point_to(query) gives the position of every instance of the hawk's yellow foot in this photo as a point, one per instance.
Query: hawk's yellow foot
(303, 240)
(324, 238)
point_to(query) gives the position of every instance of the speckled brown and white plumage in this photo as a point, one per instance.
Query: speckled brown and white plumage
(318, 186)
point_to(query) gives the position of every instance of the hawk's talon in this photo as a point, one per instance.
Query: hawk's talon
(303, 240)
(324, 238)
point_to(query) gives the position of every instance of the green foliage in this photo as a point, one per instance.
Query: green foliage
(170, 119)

--

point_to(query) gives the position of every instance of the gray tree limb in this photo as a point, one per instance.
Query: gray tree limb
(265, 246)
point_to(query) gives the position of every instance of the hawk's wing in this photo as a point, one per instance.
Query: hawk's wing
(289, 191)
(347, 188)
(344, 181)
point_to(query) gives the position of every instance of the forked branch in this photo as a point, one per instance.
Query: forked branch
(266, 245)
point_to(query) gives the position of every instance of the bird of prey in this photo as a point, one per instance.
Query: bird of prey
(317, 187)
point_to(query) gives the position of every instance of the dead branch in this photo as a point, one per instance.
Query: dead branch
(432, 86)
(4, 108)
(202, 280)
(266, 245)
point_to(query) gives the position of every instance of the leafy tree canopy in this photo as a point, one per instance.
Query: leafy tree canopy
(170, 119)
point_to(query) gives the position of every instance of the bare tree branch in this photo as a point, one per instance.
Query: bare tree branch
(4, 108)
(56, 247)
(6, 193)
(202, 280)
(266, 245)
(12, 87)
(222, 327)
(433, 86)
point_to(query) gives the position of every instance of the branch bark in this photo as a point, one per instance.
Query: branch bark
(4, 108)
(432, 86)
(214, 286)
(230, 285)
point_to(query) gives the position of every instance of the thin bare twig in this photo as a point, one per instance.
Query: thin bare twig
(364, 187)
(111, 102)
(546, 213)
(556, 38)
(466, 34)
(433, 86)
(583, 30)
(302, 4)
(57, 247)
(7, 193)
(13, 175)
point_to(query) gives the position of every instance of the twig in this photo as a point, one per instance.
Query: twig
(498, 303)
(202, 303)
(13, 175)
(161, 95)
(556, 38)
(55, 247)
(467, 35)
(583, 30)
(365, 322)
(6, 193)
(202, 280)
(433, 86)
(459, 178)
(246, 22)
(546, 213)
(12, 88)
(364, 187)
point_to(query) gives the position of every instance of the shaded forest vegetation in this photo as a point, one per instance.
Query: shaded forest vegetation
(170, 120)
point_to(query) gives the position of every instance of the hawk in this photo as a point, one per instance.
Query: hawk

--

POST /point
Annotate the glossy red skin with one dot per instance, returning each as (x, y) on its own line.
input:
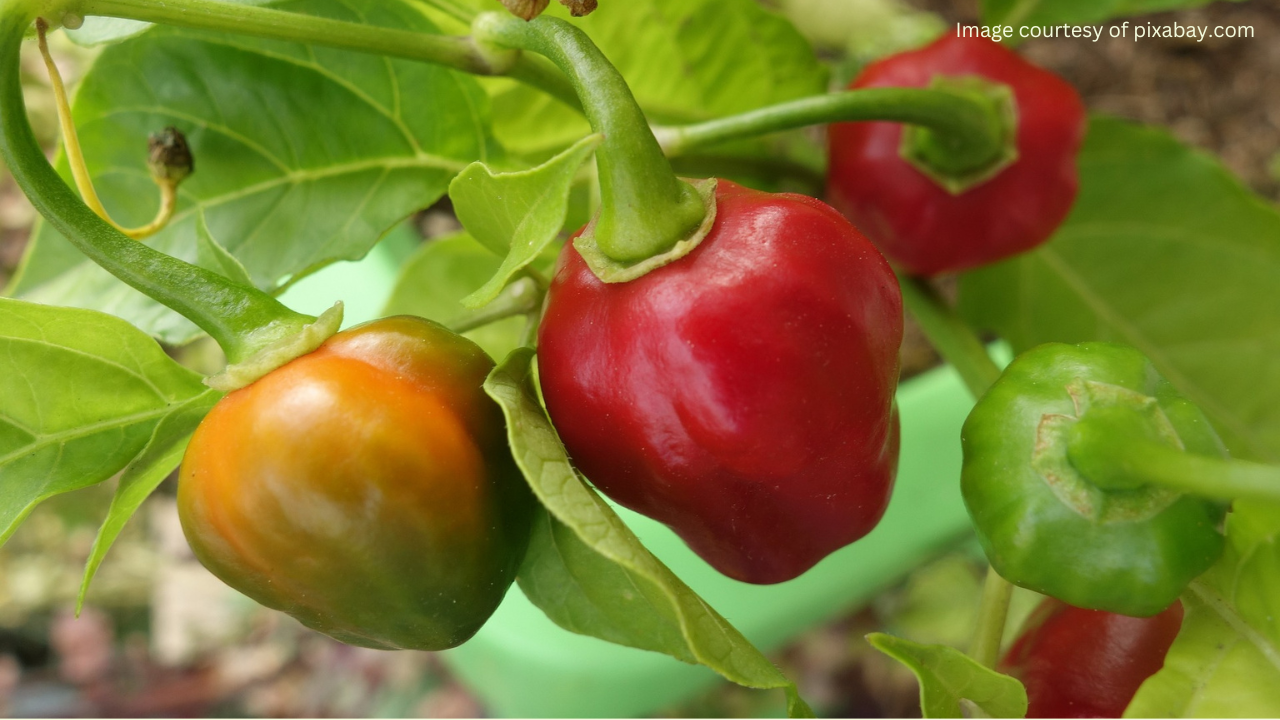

_EXERCISE DIRECTIONS_. In the listing above, locate the line with "Query: bird of prey" and the line with "point_to(query) gives the position of every instance of the twig", then extract exactly those lines and every line between them, and nothing more.

_THE ANSWER_.
Query: bird of prey
(317, 187)
point_to(query) gives the position of every instance of the dead branch in this photo as a point, one per instance.
Query: dead branch
(432, 86)
(4, 108)
(202, 280)
(266, 245)
point_to(query) gives the position of every instance of the leafy tree canopy in this photo as a point, one per instance.
Query: leafy tree canopy
(170, 119)
point_to(query) gives the position of every instance of the bare tree branch in this photo as a point, one per instance.
Query: bare tree branch
(4, 108)
(56, 247)
(6, 193)
(202, 280)
(266, 245)
(12, 87)
(222, 327)
(433, 86)
point_to(query) gives the position of every instance of the branch bark in this photo as a point, one per instance.
Query: branch bark
(4, 108)
(432, 86)
(214, 286)
(230, 285)
point_to(query) gives the position of every instance of the thin bare twig in this photo as a point, one per instance.
Query: thin bare twig
(364, 187)
(111, 102)
(546, 213)
(556, 38)
(466, 34)
(433, 86)
(583, 30)
(302, 4)
(57, 247)
(7, 193)
(13, 175)
point_to(query) gives the position of every instance of the twig in this photo as a point, one per instance.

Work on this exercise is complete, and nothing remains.